● **Passage du texte**

|---|

Au total, le marché régional s’élèverait à 12 milliards de dollars en 2028. L’étendue du marché est contrastée par des prix de vente très bas comparés aux marchés européens et nord-américains mais, en termes de coûts de production, il est imbattable. Dans une stratégie globale, il sera donc intéressant de produire en Amérique Latine pour exporter ensuite pour les marchés de consommateurs du Nord.
L’Amérique latine fournisseur mondiale de cannabis ?
Avec des conditions climatologiques idéales, une main d’œuvre bon marché, une forte disponibilité en terres arables et des régulations moins strictes, l’Amérique latine pourrait bien se convertir en une « Chine de la production et de la manufacture » du cannabis selon l’expert Triston Thompson. En effet, la région offre un avantage commercial incomparable pour les entreprises mondiales du cannabis.

|---|

[Enregistrements extraits]
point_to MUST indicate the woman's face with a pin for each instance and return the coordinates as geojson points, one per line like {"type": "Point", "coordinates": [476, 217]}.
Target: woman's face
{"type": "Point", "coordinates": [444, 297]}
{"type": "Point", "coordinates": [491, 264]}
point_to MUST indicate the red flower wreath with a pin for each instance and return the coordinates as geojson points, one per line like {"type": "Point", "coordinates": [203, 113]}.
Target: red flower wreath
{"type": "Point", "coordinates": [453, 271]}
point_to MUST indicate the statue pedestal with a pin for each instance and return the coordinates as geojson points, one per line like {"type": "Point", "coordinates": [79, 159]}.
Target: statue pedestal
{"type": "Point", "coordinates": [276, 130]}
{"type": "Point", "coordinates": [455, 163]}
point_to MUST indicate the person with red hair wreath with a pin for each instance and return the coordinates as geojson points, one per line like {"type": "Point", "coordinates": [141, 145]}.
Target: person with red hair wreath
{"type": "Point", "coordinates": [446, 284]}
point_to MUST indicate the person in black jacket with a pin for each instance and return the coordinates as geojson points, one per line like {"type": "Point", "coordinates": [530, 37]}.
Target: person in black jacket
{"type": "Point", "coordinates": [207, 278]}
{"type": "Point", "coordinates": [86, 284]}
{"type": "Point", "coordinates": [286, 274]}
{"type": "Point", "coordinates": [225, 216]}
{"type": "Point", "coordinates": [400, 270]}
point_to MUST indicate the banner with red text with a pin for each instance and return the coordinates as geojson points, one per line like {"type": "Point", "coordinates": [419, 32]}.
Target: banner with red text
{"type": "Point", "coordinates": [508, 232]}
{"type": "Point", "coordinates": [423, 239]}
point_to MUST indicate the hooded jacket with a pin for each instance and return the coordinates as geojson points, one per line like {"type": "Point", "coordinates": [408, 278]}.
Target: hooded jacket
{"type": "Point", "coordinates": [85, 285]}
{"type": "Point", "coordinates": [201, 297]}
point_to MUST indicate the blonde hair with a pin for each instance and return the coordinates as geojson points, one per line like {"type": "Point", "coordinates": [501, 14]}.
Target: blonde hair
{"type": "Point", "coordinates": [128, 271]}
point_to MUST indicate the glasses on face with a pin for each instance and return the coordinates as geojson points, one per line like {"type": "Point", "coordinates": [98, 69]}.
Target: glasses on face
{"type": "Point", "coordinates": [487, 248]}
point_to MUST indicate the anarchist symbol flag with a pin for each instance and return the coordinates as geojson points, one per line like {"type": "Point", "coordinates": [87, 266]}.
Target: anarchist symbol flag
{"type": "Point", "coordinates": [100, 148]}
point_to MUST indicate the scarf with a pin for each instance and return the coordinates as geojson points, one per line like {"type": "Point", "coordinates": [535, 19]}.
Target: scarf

|---|

● **Ce que vous ferez**
A - Pouvez-vous réécrire sous forme de liste, en gardant ses faits principaux, le paragraphe de l'extrait sur le cannabis en Amérique latine qui commence par « Avec des conditions climatologiques idéales » ?
B - Pourriez-vous poursuivre l'extrait sur le cannabis en Amérique latine après sa dernière phrase ?

● **Réponses**
A -
- Atouts de l'Amérique latine : des conditions climatologiques idéales, une main-d'œuvre bon marché, une forte disponibilité en terres arables et des régulations moins strictes.
- Selon l'expert Triston Thompson, la région pourrait devenir une « Chine de la production et de la manufacture » du cannabis.
- Elle offre un avantage commercial incomparable aux entreprises mondiales du cannabis.

B -
Comparée à la production en intérieur, très gourmande en énergie, de la plupart des pays du Nord, les conditions météorologique naturelles d’Amérique latine offrent jusqu’à deux récoltes par an en extérieur, ce qui représente une économie de moyens considérable. Les coûts associés à la construction des installations de production sont estimés à 80 % moins chers qu’en Amérique du Nord et en Europe. A cela s’ajoute la main d’œuvre bon marché et la présence moindre de régulations.
Il y a fort à parier que la mondialisation du cannabis fera de l’Amérique latine le principal fournisseur de cannabis du monde. La Colombie s’est déjà engagée dans cette voie en octroyant 142 licences pour la culture et l’export du cannabis, dont plusieurs à des entreprises étrangères. L’Uruguay exporte déjà de l’huile de cannabis au Mexique et au Canada.
L’avantage commercial de la région ne se résume pas qu’à la production et à la transformation mais concerne également les structures d’exportations. Des pays comme le Brésil, le Chili et l’Argentine sont déjà de grands exportateurs de produits agricoles et possèdent d’ores et déjà les infrastructures nécessaires à la production, à la transformation et aux transports des produits agricoles. Néanmoins, seul le Brésil et le Mexique figurent parmi la liste des 25 exportateurs mondiaux les plus importants.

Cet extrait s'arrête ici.